REQUIREMENT A
In the post about the XSLT pipeline, who gave the author an early morning masterclass in XSLT after a plea for help on Twitter?
REQUIREMENT B
Rewrite the paragraph of the post about the XSLT pipeline that begins "For later processing" as a short bulleted list that keeps its main facts.
REQUIREMENT C
Translate this sentence from the post about the XSLT pipeline into Spanish: "Next job is to create a pipeline editor which will make it easier to view the stylesheets and the intermediate documents."

DOCUMENT SECTION
+++

Search

A masterclass in XSLT and yet more Poor Man's Pipeline (POMP?)

More fiddling with my little pipeline framework this morning, this time to add a simple path operator. The initial application was to pull a table from a wikipedia page:

WWII Casualties extracted

For later processing, this HTML table needs to be cleaned up to plain XML with element names taken from the heading.  I habitually write this kind of generic transformation in XQuery, but that doesn't play so well with the pipeline architecture. XSLT would fit better but I wasn't quite sure how to write this generalised transformation. My plea for help via Twitter elicted an early morning masterclass in XSLT from @JeniT and @AlainCouthures (thanks again folks, I'm really touched). Here is Jeni's work.

In the end I used a simpler transformation with numbered column headings. Adding that step I can now get the XML - its messy because theWikipedia tables have complex cells so the XSLT needs to be specialised for scrapping:

WWII Casualties as XML

Now to write the next transform to a visualization. Another XSLT subsets the table to get just the British Imperial Forces casualties and create the graph XML, and finally  the transformation to a pie chart using Jan's XSLT.

The pipeline can be run from the location line for testing and then embedded in a generated page:

WWI Casualties as HTML

Next job is to create a pipeline editor which will make it easier to view the stylesheets and the intermediate documents.

+++

RECORDED INFORMATION
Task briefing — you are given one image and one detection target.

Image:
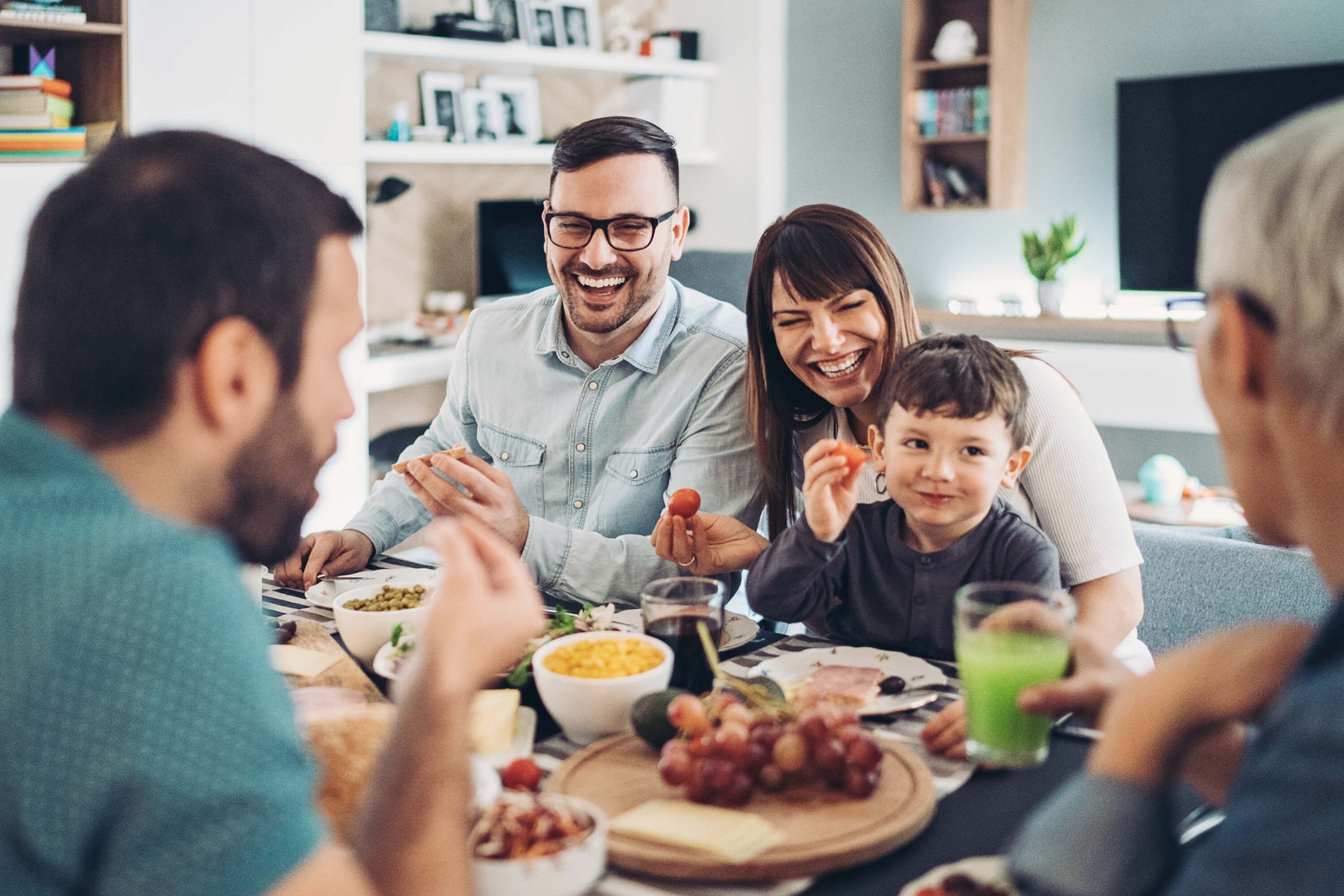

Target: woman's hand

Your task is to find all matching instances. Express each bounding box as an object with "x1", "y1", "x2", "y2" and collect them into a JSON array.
[
  {"x1": 802, "y1": 439, "x2": 863, "y2": 541},
  {"x1": 919, "y1": 700, "x2": 967, "y2": 759},
  {"x1": 649, "y1": 511, "x2": 770, "y2": 575}
]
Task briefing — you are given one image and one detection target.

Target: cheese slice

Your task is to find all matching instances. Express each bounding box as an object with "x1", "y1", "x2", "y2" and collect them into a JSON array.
[
  {"x1": 270, "y1": 644, "x2": 340, "y2": 678},
  {"x1": 468, "y1": 688, "x2": 523, "y2": 754},
  {"x1": 612, "y1": 799, "x2": 785, "y2": 864}
]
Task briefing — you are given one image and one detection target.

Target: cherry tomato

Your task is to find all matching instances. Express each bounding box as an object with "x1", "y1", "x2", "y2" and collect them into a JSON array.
[
  {"x1": 500, "y1": 759, "x2": 542, "y2": 790},
  {"x1": 831, "y1": 442, "x2": 868, "y2": 473},
  {"x1": 668, "y1": 489, "x2": 700, "y2": 520}
]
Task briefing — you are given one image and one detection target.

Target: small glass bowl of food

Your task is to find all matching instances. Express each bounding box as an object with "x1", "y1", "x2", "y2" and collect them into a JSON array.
[
  {"x1": 532, "y1": 631, "x2": 672, "y2": 744},
  {"x1": 468, "y1": 791, "x2": 606, "y2": 896}
]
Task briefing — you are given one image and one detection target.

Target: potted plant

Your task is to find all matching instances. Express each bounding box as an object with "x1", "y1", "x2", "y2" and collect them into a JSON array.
[{"x1": 1022, "y1": 215, "x2": 1087, "y2": 314}]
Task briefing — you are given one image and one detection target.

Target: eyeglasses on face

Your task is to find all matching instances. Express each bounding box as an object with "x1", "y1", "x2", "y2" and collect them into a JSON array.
[
  {"x1": 543, "y1": 208, "x2": 676, "y2": 252},
  {"x1": 1167, "y1": 290, "x2": 1277, "y2": 352}
]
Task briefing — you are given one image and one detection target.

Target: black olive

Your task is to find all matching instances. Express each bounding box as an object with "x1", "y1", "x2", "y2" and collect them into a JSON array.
[{"x1": 878, "y1": 676, "x2": 906, "y2": 694}]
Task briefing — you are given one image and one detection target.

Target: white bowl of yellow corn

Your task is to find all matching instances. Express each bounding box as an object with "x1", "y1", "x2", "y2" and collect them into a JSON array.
[{"x1": 532, "y1": 631, "x2": 672, "y2": 744}]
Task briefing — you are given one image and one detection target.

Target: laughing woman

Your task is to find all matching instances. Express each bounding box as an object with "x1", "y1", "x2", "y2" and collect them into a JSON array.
[{"x1": 653, "y1": 206, "x2": 1152, "y2": 754}]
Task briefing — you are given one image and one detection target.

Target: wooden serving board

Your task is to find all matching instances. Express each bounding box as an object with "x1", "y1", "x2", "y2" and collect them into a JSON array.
[
  {"x1": 545, "y1": 733, "x2": 937, "y2": 881},
  {"x1": 285, "y1": 618, "x2": 387, "y2": 702}
]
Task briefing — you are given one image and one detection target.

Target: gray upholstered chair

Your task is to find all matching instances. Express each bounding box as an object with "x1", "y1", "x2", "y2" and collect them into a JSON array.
[{"x1": 1135, "y1": 523, "x2": 1332, "y2": 656}]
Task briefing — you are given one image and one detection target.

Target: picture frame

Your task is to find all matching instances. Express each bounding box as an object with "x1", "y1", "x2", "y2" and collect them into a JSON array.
[
  {"x1": 472, "y1": 0, "x2": 527, "y2": 43},
  {"x1": 554, "y1": 0, "x2": 602, "y2": 52},
  {"x1": 421, "y1": 71, "x2": 466, "y2": 144},
  {"x1": 523, "y1": 0, "x2": 561, "y2": 47},
  {"x1": 463, "y1": 87, "x2": 504, "y2": 144},
  {"x1": 481, "y1": 75, "x2": 542, "y2": 144}
]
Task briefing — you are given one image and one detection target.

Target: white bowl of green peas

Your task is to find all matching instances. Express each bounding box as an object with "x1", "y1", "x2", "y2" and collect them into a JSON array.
[{"x1": 332, "y1": 582, "x2": 434, "y2": 666}]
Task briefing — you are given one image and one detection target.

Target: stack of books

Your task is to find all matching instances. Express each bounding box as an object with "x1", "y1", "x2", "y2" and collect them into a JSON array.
[
  {"x1": 915, "y1": 86, "x2": 989, "y2": 137},
  {"x1": 0, "y1": 75, "x2": 85, "y2": 160},
  {"x1": 0, "y1": 0, "x2": 89, "y2": 26}
]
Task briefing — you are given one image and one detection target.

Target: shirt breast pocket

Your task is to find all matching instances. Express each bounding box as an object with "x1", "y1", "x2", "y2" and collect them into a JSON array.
[
  {"x1": 598, "y1": 445, "x2": 676, "y2": 537},
  {"x1": 476, "y1": 420, "x2": 545, "y2": 516}
]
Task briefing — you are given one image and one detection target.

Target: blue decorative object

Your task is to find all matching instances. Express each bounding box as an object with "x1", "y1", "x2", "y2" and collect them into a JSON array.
[{"x1": 1138, "y1": 454, "x2": 1188, "y2": 505}]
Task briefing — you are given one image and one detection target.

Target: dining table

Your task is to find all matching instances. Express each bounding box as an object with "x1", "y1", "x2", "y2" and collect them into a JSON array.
[{"x1": 262, "y1": 556, "x2": 1090, "y2": 896}]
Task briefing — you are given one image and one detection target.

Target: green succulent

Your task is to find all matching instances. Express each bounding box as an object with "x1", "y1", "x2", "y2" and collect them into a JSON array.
[{"x1": 1022, "y1": 215, "x2": 1087, "y2": 281}]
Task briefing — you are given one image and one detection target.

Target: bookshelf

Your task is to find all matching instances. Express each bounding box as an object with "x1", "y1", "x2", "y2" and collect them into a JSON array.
[
  {"x1": 0, "y1": 0, "x2": 130, "y2": 164},
  {"x1": 900, "y1": 0, "x2": 1030, "y2": 212},
  {"x1": 364, "y1": 31, "x2": 719, "y2": 79}
]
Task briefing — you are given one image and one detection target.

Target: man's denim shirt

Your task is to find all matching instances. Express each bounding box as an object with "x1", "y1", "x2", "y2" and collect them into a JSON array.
[{"x1": 350, "y1": 279, "x2": 763, "y2": 603}]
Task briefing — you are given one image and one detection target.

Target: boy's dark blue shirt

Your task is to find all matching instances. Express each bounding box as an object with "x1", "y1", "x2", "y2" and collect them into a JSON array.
[{"x1": 747, "y1": 497, "x2": 1060, "y2": 660}]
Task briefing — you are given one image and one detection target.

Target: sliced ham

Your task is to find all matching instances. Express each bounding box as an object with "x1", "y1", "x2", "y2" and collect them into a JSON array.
[{"x1": 802, "y1": 666, "x2": 886, "y2": 709}]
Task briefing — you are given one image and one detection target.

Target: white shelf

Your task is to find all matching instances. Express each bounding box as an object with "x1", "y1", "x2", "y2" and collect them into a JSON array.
[
  {"x1": 364, "y1": 31, "x2": 719, "y2": 79},
  {"x1": 363, "y1": 140, "x2": 718, "y2": 165},
  {"x1": 364, "y1": 346, "x2": 453, "y2": 392}
]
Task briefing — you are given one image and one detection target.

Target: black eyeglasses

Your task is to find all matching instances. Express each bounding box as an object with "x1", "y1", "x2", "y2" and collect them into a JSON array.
[
  {"x1": 543, "y1": 208, "x2": 676, "y2": 252},
  {"x1": 1167, "y1": 290, "x2": 1278, "y2": 352}
]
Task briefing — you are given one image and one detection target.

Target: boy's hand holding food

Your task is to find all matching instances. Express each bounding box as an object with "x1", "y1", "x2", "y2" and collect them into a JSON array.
[{"x1": 802, "y1": 439, "x2": 867, "y2": 541}]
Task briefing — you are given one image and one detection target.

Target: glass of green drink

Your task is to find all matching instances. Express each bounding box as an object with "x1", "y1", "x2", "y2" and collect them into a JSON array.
[{"x1": 956, "y1": 582, "x2": 1077, "y2": 768}]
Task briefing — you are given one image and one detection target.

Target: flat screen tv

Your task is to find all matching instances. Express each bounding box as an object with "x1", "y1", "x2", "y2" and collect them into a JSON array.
[
  {"x1": 476, "y1": 199, "x2": 551, "y2": 297},
  {"x1": 1117, "y1": 63, "x2": 1344, "y2": 290}
]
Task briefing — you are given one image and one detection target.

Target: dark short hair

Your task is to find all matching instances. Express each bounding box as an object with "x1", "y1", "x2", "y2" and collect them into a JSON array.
[
  {"x1": 551, "y1": 115, "x2": 681, "y2": 203},
  {"x1": 878, "y1": 334, "x2": 1027, "y2": 451},
  {"x1": 14, "y1": 130, "x2": 363, "y2": 445}
]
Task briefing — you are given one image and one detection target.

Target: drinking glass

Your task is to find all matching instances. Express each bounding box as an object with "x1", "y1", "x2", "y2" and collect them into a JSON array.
[
  {"x1": 640, "y1": 576, "x2": 726, "y2": 693},
  {"x1": 956, "y1": 582, "x2": 1077, "y2": 768}
]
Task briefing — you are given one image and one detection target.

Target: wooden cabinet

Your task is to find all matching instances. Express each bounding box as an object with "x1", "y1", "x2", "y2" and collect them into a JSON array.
[{"x1": 900, "y1": 0, "x2": 1030, "y2": 211}]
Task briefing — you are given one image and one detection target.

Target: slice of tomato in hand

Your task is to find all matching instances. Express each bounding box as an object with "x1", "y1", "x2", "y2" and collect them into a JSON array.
[
  {"x1": 831, "y1": 442, "x2": 868, "y2": 473},
  {"x1": 500, "y1": 759, "x2": 542, "y2": 790},
  {"x1": 668, "y1": 489, "x2": 700, "y2": 520}
]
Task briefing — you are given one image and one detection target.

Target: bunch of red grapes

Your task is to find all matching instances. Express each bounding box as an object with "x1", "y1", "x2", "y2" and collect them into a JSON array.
[{"x1": 658, "y1": 693, "x2": 881, "y2": 806}]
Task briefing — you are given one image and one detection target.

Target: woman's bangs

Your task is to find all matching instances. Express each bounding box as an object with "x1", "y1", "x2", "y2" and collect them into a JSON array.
[{"x1": 773, "y1": 227, "x2": 872, "y2": 302}]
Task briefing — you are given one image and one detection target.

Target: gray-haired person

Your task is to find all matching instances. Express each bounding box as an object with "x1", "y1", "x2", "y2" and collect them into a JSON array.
[{"x1": 1011, "y1": 102, "x2": 1344, "y2": 896}]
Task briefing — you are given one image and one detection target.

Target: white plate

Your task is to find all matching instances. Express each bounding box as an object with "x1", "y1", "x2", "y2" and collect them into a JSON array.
[
  {"x1": 751, "y1": 646, "x2": 948, "y2": 716},
  {"x1": 897, "y1": 856, "x2": 1017, "y2": 896},
  {"x1": 612, "y1": 610, "x2": 761, "y2": 650},
  {"x1": 304, "y1": 567, "x2": 438, "y2": 610}
]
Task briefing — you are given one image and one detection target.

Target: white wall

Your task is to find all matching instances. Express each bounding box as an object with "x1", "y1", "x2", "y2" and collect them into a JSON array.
[
  {"x1": 664, "y1": 0, "x2": 788, "y2": 251},
  {"x1": 0, "y1": 164, "x2": 81, "y2": 411}
]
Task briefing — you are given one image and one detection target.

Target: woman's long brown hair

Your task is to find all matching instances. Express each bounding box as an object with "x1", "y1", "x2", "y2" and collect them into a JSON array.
[{"x1": 747, "y1": 206, "x2": 919, "y2": 539}]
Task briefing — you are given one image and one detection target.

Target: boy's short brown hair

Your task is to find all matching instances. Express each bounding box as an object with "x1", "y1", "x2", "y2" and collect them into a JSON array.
[{"x1": 878, "y1": 333, "x2": 1027, "y2": 451}]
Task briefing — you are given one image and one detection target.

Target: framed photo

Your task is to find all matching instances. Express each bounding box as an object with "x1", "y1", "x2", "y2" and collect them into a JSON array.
[
  {"x1": 481, "y1": 75, "x2": 542, "y2": 144},
  {"x1": 523, "y1": 0, "x2": 561, "y2": 47},
  {"x1": 463, "y1": 87, "x2": 504, "y2": 144},
  {"x1": 555, "y1": 0, "x2": 602, "y2": 51},
  {"x1": 421, "y1": 71, "x2": 466, "y2": 144},
  {"x1": 472, "y1": 0, "x2": 526, "y2": 40}
]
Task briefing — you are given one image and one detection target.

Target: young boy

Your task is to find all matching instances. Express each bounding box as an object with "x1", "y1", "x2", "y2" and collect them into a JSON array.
[{"x1": 747, "y1": 336, "x2": 1060, "y2": 660}]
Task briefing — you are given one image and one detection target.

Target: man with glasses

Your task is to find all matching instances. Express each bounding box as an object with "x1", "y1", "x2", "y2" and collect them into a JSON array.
[{"x1": 276, "y1": 117, "x2": 762, "y2": 602}]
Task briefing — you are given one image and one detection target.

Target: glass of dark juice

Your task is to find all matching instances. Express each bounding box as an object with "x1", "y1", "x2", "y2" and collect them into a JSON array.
[{"x1": 640, "y1": 576, "x2": 726, "y2": 693}]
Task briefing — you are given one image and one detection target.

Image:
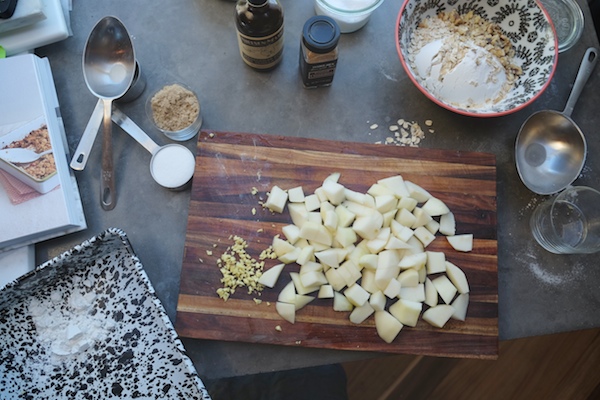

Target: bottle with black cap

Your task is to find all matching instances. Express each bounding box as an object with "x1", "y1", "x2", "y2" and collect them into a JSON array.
[
  {"x1": 300, "y1": 15, "x2": 340, "y2": 88},
  {"x1": 235, "y1": 0, "x2": 283, "y2": 71}
]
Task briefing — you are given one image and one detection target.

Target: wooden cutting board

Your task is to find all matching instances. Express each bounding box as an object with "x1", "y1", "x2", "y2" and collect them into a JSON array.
[{"x1": 175, "y1": 131, "x2": 498, "y2": 359}]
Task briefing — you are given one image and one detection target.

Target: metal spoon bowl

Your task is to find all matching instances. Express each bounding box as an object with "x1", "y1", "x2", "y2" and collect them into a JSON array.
[
  {"x1": 515, "y1": 48, "x2": 598, "y2": 195},
  {"x1": 83, "y1": 17, "x2": 135, "y2": 210}
]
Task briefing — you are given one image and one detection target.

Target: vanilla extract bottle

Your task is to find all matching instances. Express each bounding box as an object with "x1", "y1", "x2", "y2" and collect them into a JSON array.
[{"x1": 235, "y1": 0, "x2": 283, "y2": 71}]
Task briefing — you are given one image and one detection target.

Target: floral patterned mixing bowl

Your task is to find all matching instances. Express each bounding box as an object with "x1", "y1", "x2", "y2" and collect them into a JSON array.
[{"x1": 396, "y1": 0, "x2": 558, "y2": 117}]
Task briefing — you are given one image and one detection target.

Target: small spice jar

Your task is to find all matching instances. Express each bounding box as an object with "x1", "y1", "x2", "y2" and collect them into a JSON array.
[{"x1": 300, "y1": 15, "x2": 340, "y2": 88}]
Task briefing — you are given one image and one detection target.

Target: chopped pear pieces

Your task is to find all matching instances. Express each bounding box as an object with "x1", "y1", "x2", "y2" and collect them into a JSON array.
[
  {"x1": 240, "y1": 173, "x2": 473, "y2": 343},
  {"x1": 446, "y1": 233, "x2": 473, "y2": 252}
]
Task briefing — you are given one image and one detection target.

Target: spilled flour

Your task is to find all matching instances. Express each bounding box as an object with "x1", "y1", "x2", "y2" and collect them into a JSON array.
[
  {"x1": 29, "y1": 284, "x2": 115, "y2": 362},
  {"x1": 520, "y1": 243, "x2": 584, "y2": 286}
]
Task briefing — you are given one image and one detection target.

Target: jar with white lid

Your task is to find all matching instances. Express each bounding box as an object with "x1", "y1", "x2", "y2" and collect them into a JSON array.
[{"x1": 300, "y1": 15, "x2": 340, "y2": 88}]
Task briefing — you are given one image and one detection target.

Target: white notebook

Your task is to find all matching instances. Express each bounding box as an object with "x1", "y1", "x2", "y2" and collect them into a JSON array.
[{"x1": 0, "y1": 54, "x2": 86, "y2": 252}]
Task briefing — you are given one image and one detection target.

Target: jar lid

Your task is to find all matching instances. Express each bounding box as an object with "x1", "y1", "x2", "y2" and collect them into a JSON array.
[{"x1": 302, "y1": 15, "x2": 340, "y2": 53}]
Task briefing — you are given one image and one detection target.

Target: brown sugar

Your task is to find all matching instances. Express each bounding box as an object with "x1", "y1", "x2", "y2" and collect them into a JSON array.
[{"x1": 151, "y1": 84, "x2": 200, "y2": 132}]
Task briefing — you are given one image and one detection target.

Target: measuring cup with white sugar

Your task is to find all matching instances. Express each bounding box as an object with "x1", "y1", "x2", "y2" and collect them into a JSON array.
[{"x1": 112, "y1": 107, "x2": 196, "y2": 190}]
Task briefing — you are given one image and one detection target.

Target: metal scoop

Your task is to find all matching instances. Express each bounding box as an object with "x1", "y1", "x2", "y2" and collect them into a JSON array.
[
  {"x1": 515, "y1": 47, "x2": 598, "y2": 195},
  {"x1": 0, "y1": 148, "x2": 52, "y2": 164},
  {"x1": 83, "y1": 17, "x2": 135, "y2": 210}
]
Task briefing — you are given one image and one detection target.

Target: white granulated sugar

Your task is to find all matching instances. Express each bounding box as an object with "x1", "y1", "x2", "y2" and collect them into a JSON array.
[{"x1": 28, "y1": 289, "x2": 114, "y2": 363}]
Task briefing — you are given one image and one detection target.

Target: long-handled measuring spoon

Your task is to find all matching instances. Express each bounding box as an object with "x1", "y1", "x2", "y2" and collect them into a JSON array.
[
  {"x1": 0, "y1": 148, "x2": 52, "y2": 164},
  {"x1": 83, "y1": 17, "x2": 135, "y2": 210},
  {"x1": 112, "y1": 107, "x2": 196, "y2": 190}
]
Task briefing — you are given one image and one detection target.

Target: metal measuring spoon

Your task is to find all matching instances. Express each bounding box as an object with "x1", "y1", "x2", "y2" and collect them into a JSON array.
[
  {"x1": 83, "y1": 17, "x2": 135, "y2": 210},
  {"x1": 0, "y1": 148, "x2": 52, "y2": 164},
  {"x1": 515, "y1": 47, "x2": 598, "y2": 195},
  {"x1": 112, "y1": 107, "x2": 196, "y2": 190}
]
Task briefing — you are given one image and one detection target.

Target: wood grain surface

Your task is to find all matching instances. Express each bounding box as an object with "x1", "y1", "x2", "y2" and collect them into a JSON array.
[{"x1": 175, "y1": 131, "x2": 498, "y2": 359}]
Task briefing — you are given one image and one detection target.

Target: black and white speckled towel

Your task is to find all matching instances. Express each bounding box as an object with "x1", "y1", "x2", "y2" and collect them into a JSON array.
[{"x1": 0, "y1": 229, "x2": 210, "y2": 400}]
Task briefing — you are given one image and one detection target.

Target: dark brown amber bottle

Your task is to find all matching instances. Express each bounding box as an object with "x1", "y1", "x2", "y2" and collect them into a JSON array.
[{"x1": 235, "y1": 0, "x2": 283, "y2": 70}]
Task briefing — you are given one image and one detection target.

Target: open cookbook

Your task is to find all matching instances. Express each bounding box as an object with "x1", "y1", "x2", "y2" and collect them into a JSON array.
[{"x1": 0, "y1": 54, "x2": 86, "y2": 252}]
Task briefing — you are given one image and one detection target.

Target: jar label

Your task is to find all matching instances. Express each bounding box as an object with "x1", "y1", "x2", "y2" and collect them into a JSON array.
[
  {"x1": 300, "y1": 59, "x2": 337, "y2": 87},
  {"x1": 237, "y1": 25, "x2": 283, "y2": 69}
]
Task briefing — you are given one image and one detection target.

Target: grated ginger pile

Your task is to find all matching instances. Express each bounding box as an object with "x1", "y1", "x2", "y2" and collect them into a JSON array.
[{"x1": 217, "y1": 235, "x2": 277, "y2": 301}]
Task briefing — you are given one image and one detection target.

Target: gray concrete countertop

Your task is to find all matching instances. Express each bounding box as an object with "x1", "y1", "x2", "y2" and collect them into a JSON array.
[{"x1": 36, "y1": 0, "x2": 600, "y2": 379}]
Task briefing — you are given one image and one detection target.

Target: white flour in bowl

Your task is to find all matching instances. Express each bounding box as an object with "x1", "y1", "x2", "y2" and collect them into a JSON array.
[{"x1": 409, "y1": 11, "x2": 521, "y2": 108}]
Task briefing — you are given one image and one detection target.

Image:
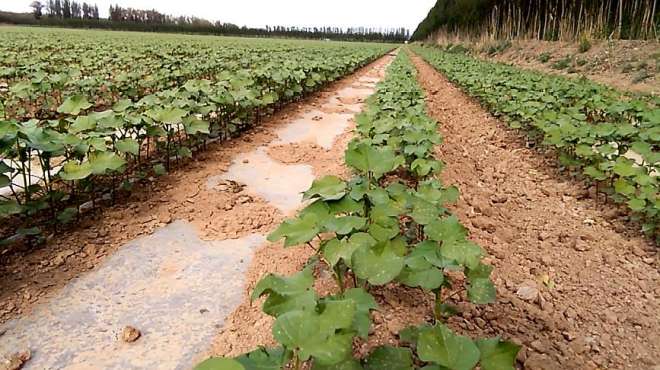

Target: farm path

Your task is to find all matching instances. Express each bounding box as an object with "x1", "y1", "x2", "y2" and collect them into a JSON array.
[
  {"x1": 413, "y1": 52, "x2": 660, "y2": 369},
  {"x1": 0, "y1": 56, "x2": 392, "y2": 369}
]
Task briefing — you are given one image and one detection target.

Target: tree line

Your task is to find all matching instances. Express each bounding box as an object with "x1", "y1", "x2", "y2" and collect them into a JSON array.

+++

EXPECTED OUTPUT A
@JeniT and @AlainCouthures

EXPECTED OUTPUT B
- The HTML table must be cleaned up into plain XML, with element names taken from the heading.
- The author usually writes this kind of generic transformation in XQuery, but XQuery does not work well with the pipeline architecture.
- XSLT would fit better, but the author was unsure how to write the generalized transformation.
- A plea for help on Twitter brought an early morning XSLT masterclass from @JeniT and @AlainCouthures, and Jeni's work is shown.

EXPECTED OUTPUT C
La próxima tarea es crear un editor de pipeline que facilite ver las hojas de estilo y los documentos intermedios.